-- MATERIAL PROVIDED follows --
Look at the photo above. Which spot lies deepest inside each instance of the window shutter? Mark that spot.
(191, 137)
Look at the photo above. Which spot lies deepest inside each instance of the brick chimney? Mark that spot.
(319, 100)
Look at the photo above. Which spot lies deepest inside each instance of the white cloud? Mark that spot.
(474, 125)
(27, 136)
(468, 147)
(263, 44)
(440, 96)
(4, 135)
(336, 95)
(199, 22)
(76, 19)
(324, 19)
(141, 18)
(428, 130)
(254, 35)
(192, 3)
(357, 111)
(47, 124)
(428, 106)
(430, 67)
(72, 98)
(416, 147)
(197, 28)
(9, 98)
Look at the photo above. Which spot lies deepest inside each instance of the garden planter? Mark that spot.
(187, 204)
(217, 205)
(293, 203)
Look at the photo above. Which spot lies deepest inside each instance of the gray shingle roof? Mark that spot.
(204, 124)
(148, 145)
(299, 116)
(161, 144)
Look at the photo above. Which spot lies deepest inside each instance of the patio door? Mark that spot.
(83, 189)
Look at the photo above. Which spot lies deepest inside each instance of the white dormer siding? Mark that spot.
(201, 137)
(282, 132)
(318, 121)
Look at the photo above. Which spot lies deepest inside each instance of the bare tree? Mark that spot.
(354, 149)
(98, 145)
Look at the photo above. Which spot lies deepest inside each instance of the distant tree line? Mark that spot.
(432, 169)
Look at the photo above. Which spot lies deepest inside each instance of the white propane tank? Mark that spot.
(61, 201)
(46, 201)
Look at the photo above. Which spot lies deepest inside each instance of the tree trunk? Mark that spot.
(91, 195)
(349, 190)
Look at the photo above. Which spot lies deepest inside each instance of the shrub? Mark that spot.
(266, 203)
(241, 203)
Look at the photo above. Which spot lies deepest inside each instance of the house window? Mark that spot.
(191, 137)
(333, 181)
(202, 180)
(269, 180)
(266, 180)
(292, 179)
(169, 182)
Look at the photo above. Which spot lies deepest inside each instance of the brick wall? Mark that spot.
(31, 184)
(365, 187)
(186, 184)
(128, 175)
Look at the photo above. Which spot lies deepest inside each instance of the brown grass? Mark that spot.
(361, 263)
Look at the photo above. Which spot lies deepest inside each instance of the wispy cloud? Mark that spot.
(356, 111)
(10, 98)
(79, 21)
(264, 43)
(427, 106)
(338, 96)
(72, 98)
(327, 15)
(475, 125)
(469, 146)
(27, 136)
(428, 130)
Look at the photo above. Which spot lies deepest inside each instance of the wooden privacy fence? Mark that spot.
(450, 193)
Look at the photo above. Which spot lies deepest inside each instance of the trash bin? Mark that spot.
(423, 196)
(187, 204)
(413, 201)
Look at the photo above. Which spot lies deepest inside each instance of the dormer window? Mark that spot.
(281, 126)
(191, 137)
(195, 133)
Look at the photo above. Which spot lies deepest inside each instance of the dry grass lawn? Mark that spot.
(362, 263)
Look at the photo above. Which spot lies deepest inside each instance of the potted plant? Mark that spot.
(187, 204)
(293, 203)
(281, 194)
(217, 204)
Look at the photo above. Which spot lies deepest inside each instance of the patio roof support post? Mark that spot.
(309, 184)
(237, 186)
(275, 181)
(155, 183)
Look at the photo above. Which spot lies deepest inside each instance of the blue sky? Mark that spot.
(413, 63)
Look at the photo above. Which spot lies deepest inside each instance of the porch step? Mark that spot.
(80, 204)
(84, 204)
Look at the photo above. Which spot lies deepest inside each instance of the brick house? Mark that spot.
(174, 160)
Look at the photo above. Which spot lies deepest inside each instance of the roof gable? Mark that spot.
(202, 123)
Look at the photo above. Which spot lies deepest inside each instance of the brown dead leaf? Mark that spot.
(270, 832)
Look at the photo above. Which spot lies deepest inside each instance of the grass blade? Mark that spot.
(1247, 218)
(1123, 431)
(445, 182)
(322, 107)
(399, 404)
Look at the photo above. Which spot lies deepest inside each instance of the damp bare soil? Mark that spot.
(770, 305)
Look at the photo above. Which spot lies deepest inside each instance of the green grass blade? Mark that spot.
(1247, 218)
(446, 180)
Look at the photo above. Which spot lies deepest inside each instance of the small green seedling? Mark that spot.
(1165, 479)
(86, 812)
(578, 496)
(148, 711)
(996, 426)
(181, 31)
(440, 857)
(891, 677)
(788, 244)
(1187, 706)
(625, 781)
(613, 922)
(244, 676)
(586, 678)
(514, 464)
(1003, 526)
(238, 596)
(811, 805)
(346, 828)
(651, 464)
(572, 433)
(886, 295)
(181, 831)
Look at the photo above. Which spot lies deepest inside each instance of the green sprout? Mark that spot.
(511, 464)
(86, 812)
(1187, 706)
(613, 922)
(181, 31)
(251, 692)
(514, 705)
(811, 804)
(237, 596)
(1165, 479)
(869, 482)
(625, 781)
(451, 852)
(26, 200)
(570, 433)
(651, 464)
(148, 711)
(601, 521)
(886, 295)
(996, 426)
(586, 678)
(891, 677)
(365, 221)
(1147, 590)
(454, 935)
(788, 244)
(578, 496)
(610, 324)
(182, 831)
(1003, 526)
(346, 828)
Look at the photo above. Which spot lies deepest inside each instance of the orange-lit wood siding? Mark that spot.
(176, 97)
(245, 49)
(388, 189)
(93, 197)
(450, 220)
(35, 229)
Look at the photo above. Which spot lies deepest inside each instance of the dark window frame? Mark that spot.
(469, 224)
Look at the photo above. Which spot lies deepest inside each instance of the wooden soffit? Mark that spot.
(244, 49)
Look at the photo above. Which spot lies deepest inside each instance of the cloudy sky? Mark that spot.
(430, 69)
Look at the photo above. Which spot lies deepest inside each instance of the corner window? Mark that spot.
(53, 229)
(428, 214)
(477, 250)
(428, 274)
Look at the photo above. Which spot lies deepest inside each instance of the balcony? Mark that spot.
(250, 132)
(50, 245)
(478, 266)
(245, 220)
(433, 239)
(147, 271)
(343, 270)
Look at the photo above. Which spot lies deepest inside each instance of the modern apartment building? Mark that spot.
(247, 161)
-- MATERIAL PROVIDED concluded --
### ASSIGNED TASK
Could the entries above be output once more, exactly as they are?

### REPLY TO THE EXERCISE
Look at the photo above. Which spot lies deepest inside each instance of the window shutter? Mark that spot.
(191, 137)
Look at the photo above. Which spot lies deepest inside each instance of the brick chimney? Mark that spot.
(319, 100)
Look at the photo above. Which spot lies deepest inside each instance of the white cloud? Mark that spot.
(474, 125)
(27, 136)
(468, 147)
(263, 44)
(440, 96)
(4, 135)
(336, 95)
(199, 22)
(76, 19)
(324, 19)
(141, 18)
(428, 130)
(254, 35)
(192, 3)
(357, 111)
(47, 124)
(428, 106)
(430, 67)
(72, 98)
(416, 147)
(197, 28)
(9, 98)
Look at the photo above. Which spot lies deepest inside each instance of the garden planter? Mark that spot.
(187, 204)
(217, 205)
(293, 203)
Look at the photo above. Which spot lies deepest inside each instance of the gray shingle roof? Mark that spot.
(204, 124)
(148, 145)
(299, 116)
(161, 144)
Look at the photo above. Which spot lies deepest inside each instance of the patio door? Mark that spot.
(83, 189)
Look at the photo above. Which spot lies deepest inside each instance of the white dormer siding? Mark that spot.
(201, 137)
(282, 132)
(318, 121)
Look at the photo above. Which spot lies deepest inside each instance of the bare tree? Mark that spot.
(354, 149)
(98, 145)
Look at the photo above. Which spot lies deepest inside each instance of the distant tree line? Mark that spot.
(432, 169)
Look at the photo above. Which spot lies deepest inside each instance of the white propane tank? Mark that spot.
(61, 201)
(46, 201)
Look at the photo above. Which spot lies deepest inside each instance of the tree trunk? Mark that spot.
(91, 195)
(349, 190)
Look at the photo above. Which spot lies deepest inside each instance of the shrub? Mark that spot.
(266, 203)
(241, 203)
Look at the photo above. Which spot lies deepest inside each instance of the house window? Mark that spot.
(191, 137)
(333, 181)
(202, 180)
(269, 180)
(266, 180)
(292, 179)
(169, 182)
Look at the photo above. Which spot lies deepest inside each instance of the brick wall? Mark that spot.
(31, 184)
(365, 187)
(186, 184)
(128, 175)
Look at the photo above. Which spot lies deepest inside each instance of the brown grass? Mark that spot.
(361, 263)
Look at the photo above. Which spot lies deepest inside each instance of the wispy cloud? Mark that spot.
(356, 111)
(10, 98)
(79, 21)
(264, 43)
(427, 106)
(338, 96)
(72, 98)
(327, 15)
(475, 125)
(469, 146)
(27, 136)
(428, 130)
Look at the photo above. Which spot lies deepest inside each instance of the wooden privacy fence? Mark that spot.
(450, 193)
Look at the photo above. Which spot lies deepest inside each instance of the trash bin? Mark that spot.
(423, 196)
(187, 204)
(413, 201)
Look at the photo above. Which spot lies deepest inside each instance of the dormer window? Mark that spot.
(281, 126)
(191, 137)
(195, 133)
Look at the photo above. Which spot lies deepest inside each instance of the dry grass lawn? Mark that spot.
(362, 263)
Look at the photo above. Which spot lies deepest inside each instance of the potted plant? Mark that spot.
(187, 204)
(293, 203)
(281, 194)
(217, 204)
Look at the photo above. Which spot lies deepest inside each instance of the patio roof support post? Mark that spot.
(309, 184)
(237, 186)
(275, 181)
(155, 183)
Look at the photo above. Which spot lies deepest inside each instance of the blue sky? Mark that spot.
(413, 63)
Look at the photo above. Which spot lies deepest inside each instance of the porch step? Mark that spot.
(80, 204)
(84, 204)
Look at the photo above. Which spot lies deepest inside each instance of the brick house? Mark that spot.
(174, 160)
Look at the photo above. Which spot lies deepest inside each instance of the roof gable? Mark that spot.
(202, 123)
Look at the photo above. Which spot lies deepest inside each instance of the brown dead leaf? Mark that spot.
(270, 832)
Look at the photo above. Which spot lies deepest inside each instance of the grass blade? Mark that spot.
(1247, 218)
(1123, 431)
(445, 182)
(322, 107)
(399, 404)
Look at the photo above. Which spot lies deepest inside each instance of the damp bare soil? Mark that spot.
(770, 305)
Look at the photo above. Which spot lies deepest inside each instance of the green grass blade? Mark that spot.
(1247, 218)
(446, 180)
Look at the photo above. Which spot lies deepest inside each instance of the small green seedling? Mark that spot.
(1165, 479)
(86, 812)
(578, 496)
(148, 711)
(996, 426)
(181, 31)
(440, 857)
(891, 677)
(788, 244)
(1187, 706)
(625, 781)
(613, 922)
(244, 676)
(586, 678)
(514, 464)
(1003, 526)
(238, 596)
(811, 805)
(346, 828)
(651, 464)
(572, 433)
(886, 295)
(181, 831)
Look at the photo above. Which spot lies deepest inside each instance of the green sprout? Mark that spot.
(511, 464)
(86, 812)
(1187, 706)
(613, 922)
(181, 31)
(251, 692)
(514, 705)
(811, 804)
(237, 596)
(1165, 479)
(869, 482)
(625, 781)
(451, 852)
(26, 200)
(570, 433)
(651, 464)
(148, 711)
(601, 521)
(886, 295)
(996, 426)
(586, 678)
(891, 677)
(365, 221)
(1147, 590)
(454, 935)
(788, 244)
(578, 496)
(610, 324)
(182, 831)
(1003, 526)
(346, 828)
Look at the photo above. Which spot lies deepest inside each instance of the orange-lit wood siding? Mark that spot.
(176, 97)
(245, 49)
(388, 189)
(93, 197)
(450, 220)
(35, 229)
Look at the photo above. Which spot lies deepest inside each instance of the dark window frame? Mark that spot.
(469, 224)
Look at the photo above. Which spot lies deepest inside each instance of the wooden soffit? Mark that spot.
(244, 49)
Look at the photo above. Which spot lies deepest inside each instance of the cloudy sky? Mark that spot.
(430, 69)
Look at the photo above. Which spot lies deepest inside each instance of the corner window? Mark that spot.
(53, 229)
(428, 214)
(477, 250)
(428, 274)
Look at the photo above. Which spot lies deepest inside each instance of the balcony? Mark that spot.
(250, 132)
(50, 245)
(478, 266)
(245, 220)
(433, 239)
(147, 271)
(343, 270)
Look at the photo above. Which spot lies deepest inside each instance of the modern apartment building? Mark that spot.
(247, 161)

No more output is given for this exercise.